_Supplied text_.

○ ○ ○ ○

I tell you what, Jez - I have a pile of pro-wrestling stuff I could do with getting rid of (for space reasons). Ebay is too much fuss and I'd rather give it away to someone who would actually be interested (rather than just taping 'Eastenders' over it). It's mostly copied VHS, but with some original VHS/copied DVDs/original DVDs. There's a fair mix of Japanese stuff, American indies, mainstream American stuff, a bit of Mexican stuff etc.
All free, if you can take it off my hands. I don't mind sticking it in a bin bag and bringing it to a pub in town if needs be. I can type up a list if that's absolutely necessary, but for giving it away for free that sounds like too much fuss to me. There's some obvious stuff (J-Cup etc, AAA When Worlds Collide etc), some less obvious stuff (various sundry non-big NJPW events), some stuff somewhere between the two (a five video Misawa compilation), and loads else too.
Interested? Email me at the RussLStylee that happens to be at the Yahoo of the dot com if you don't want to talk about it here. [added 9th Jun 2007]
Been on a bit of book binge the last few weeks, and need something to cleanse the old text-pallette. Before heading off on our Italian jaunt, I'd been scratching at Boris Johnson's Seventy Two Virgins. Like Boris himself, it's amusing enough but slightly tiresome in anything more than smallish doses. It was also an unwieldly and uncomfortable hardback, so I decided to can it and buy something at the airport. Yes, an airport novel.
Unfortunately, I hadn't reckoned on the bookshop at East Midlands Airport turning out to be one two-foot wide shelf unit. Guess it's that kind of airport. Anyway, I made the best of bad job and come away with Knots and Crosses, Ian Rankin's first Rebus book. I'd read one of that later ones, which was okay, but I enjoyed Knots and Crosses a lot, in part because of Rankin's rather good and self-deprecating introduction.
There's not much to do except read when you're spending the whole day on planes and trains, so by the end of the next day I was well into A Short History of Tractors in Ukranian from the small pile of books in my Mum's swanky Italian pad. It was amusing, pleasant.
Back from Italy, I've whipped through the Hide & Seek and Tooth & Nail, the next two Rebus novels, while zooming from Birmingham to London and back again. (Stations really aren't good places for book buying unless you want James Patterson thrillers or platitudes for people in management - now, where's my cheese?) They are solid books. Rankin does dialogue particularly well, he gives people distinct speech patterns but subtly and without show. The novels also have a very strong sense of place - the setting feels real, despite Rankin describing in one of his introduction precisely which bits he made up and why he through it was a mistake. Perhaps I'd feel differently if my knowledge of Edinburgh was better than cursory. A few months ago I read Dead Old, a police procedural set in Moseley and Kings Heath. Some of the locations were real, some not. Trouble was it jarred when you transitioned from one to the other. Copper stops for a drink in The Prince of Wales - yes! Copper turns off the Alcester Road into street that doesn't exist - no! When I read Rankin though, I'm convinced.

○ ○ ○ ○

_Extracted material_.
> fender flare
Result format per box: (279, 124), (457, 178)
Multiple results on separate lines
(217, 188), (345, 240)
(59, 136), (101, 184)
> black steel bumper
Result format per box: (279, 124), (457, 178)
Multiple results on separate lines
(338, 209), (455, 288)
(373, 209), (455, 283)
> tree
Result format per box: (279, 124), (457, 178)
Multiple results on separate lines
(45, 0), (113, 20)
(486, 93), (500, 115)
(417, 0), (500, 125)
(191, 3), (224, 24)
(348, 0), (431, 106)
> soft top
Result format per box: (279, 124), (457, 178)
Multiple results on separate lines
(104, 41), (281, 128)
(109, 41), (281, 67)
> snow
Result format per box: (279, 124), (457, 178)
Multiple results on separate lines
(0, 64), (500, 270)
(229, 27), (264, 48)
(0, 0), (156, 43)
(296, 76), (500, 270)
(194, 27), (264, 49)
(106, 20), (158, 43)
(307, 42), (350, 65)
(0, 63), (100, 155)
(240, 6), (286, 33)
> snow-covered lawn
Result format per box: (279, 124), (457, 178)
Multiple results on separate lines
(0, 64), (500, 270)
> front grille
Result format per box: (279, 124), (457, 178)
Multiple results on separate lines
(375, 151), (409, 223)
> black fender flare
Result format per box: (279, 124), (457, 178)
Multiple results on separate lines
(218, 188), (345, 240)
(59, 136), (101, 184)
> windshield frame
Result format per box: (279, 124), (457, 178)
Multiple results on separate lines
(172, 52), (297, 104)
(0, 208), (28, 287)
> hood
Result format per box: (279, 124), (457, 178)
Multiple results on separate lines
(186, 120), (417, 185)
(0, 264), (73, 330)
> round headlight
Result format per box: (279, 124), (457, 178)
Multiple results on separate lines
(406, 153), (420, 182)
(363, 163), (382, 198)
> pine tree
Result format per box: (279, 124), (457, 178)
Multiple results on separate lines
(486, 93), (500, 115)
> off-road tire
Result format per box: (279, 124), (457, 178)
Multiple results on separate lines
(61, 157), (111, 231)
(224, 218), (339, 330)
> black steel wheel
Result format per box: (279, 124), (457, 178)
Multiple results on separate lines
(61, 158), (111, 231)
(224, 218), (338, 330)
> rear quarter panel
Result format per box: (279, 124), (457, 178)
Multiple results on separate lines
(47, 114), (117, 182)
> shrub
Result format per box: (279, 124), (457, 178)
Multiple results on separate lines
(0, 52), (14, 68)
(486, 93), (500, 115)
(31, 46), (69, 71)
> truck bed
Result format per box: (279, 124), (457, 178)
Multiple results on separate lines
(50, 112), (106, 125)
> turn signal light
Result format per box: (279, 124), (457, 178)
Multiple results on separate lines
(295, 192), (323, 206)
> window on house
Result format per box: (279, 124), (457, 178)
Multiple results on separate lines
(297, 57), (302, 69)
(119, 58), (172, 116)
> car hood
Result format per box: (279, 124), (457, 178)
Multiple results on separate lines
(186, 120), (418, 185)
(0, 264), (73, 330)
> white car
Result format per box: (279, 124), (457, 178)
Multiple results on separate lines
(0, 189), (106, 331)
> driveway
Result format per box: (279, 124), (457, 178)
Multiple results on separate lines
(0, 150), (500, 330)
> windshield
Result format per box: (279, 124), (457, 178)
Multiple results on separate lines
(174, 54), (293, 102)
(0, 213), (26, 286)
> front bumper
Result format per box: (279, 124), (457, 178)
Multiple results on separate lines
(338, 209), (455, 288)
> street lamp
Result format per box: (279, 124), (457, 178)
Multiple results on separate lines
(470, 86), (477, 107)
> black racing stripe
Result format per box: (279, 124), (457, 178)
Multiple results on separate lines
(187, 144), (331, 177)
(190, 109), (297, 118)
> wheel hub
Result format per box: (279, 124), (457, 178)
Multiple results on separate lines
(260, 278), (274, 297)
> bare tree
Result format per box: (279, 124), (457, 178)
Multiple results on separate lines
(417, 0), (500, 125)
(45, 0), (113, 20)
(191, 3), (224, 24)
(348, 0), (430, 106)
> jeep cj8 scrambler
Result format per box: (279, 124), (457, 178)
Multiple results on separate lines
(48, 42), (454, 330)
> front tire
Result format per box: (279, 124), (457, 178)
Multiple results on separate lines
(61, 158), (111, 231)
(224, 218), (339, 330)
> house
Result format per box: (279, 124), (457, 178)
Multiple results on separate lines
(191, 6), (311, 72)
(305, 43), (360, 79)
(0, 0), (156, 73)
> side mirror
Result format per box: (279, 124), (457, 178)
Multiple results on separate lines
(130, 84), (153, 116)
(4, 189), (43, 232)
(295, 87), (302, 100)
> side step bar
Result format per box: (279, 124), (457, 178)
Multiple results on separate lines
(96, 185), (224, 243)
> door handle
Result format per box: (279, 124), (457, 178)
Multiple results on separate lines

○ ○ ○ ○

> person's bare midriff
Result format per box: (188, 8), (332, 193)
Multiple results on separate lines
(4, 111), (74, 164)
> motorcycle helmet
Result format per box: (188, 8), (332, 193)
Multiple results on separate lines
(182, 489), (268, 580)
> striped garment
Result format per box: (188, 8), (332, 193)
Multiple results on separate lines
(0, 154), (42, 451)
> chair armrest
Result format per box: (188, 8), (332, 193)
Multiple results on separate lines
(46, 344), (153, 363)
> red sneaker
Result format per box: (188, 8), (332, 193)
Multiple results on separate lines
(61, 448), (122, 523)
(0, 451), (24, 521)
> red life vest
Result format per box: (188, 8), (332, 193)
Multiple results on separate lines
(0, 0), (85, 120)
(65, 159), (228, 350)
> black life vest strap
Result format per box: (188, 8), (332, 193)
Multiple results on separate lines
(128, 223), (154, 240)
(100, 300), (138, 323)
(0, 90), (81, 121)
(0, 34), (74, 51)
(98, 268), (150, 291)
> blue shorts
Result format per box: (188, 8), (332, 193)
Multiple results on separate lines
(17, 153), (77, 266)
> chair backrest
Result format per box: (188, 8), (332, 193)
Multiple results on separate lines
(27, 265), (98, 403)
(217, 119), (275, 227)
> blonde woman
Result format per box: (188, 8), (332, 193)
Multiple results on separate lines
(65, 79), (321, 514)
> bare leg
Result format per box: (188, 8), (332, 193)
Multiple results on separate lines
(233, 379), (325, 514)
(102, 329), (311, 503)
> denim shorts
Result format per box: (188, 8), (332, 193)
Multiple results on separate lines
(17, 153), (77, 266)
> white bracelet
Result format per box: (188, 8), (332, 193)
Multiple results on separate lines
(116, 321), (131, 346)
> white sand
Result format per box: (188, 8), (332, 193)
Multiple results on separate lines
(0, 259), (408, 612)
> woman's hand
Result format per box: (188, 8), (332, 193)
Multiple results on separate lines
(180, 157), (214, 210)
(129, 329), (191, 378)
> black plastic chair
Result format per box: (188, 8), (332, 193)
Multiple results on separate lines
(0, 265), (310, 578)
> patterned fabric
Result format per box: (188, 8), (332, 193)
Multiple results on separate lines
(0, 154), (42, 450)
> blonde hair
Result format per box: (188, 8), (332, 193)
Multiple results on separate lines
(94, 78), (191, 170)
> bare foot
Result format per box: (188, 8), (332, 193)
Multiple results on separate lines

○ ○ ○ ○

Extend the blog text about giving away wrestling tapes and reading Ian Rankin's Rebus novels, picking up right after its final sentence.

In between the Rebus 2 and 3, I read a novel called Seeds of Greatness, which Nattle gave me for my birthday. It's written by a chap called Jon Canter, who's been a script writer or editor for Not The Nine O'Clock News, Alas Smith and Jones, Fry and Laurie, Arabella Weir, amongst others. Consequently the publishers have seen fit to the sell it up as the funniest novel you will ever read. It isn't, but it's none the worse for that. I've yet to be convinced that the novel as form can actually by "funny" from start to finish. Humourous perhaps, but not funny. But I digress. Seeds of Greatness has its comedy moments, I actually laughed aloud on several occasions, but it succeeds because the characters are strong and the storytelling is good. If a novel's got that, you really can't complain.
I'm about to head into Mark Steel's As Used On The Famous Nelson Mandala, but I need to get off this little run of books from airports and stations. Any suggestions?
There's a novel I can recommend very strongly, and (surprisingly) it was something my wife passed along. From what I can gather it's a mainstream thing, so probably available at bigger airports! It's called The Kiterunner by Khaled Hosseini, and it's the story of a young boy growing up in Afghanistan just before the Soviet invasion. I read it fairly quickly, and my summation is that if I'd been watching it as a movie I'd've been in tears. It's a good human interest story, with plenty of background info, but pleasingly light on the detail - exactly correct for a child's perspective. Often harrowing, and rarely predictable. Read it. Now. [added 9th Jun 2007]
Just bought a pair of tickets to see Cirque Du Soleil. Have I become fully middle-aged? Is anyone free to baby-sit on the 10th of October.
Emacs 22 is out, not that you'd immediately notice from the website. My impressions from the pre-release still apply, except I was wrong about how long it would take for the release to arrive, and it's definite quicker on start-up. Nippy even.
Toddled over to the UK Games Expo on Saturday afternoon with the Bean and chum Ken. I've been out of the serious gaming loop for 15 years or so, but the website seemed pretty keen to stress it wasn't solely a hard-core gamers event, and so it turned out to be. In many ways it was pleasingly amateur - the rather rickety games tables which were liable to lurch alarmingly if you leaned on them. In other ways it was annoyingly amateur - the illegible floor plan, for instance - although that didn't detract markedly for things.
I done my homework and was intending to spend. The main game I was after was Ticket To Ride, which I'd read was good and fun and accessible. We, the Bean and I, played a game there and so it proved to be. It also combines two of the Bean's favourite things, maps and trains, so it really is a winner with him. Ken disagreed with the accessible part, being red-green colour blind he was unable to tell some cards from others. Having had a proper look at it, all the colours are matched with different symbols and other visual cues so maybe we can have a go another time, matey?
We also came away with Carcassonne: Hunters and Gathers. Since we already own two other Carcassonne games I wasn't on the look out for it, but the Bean saw on a stand and grabbed it. It was pretty cheap, I was feeling in an expansively good mood, I had a nostaligic soft spot for the retailer, so I bought that too.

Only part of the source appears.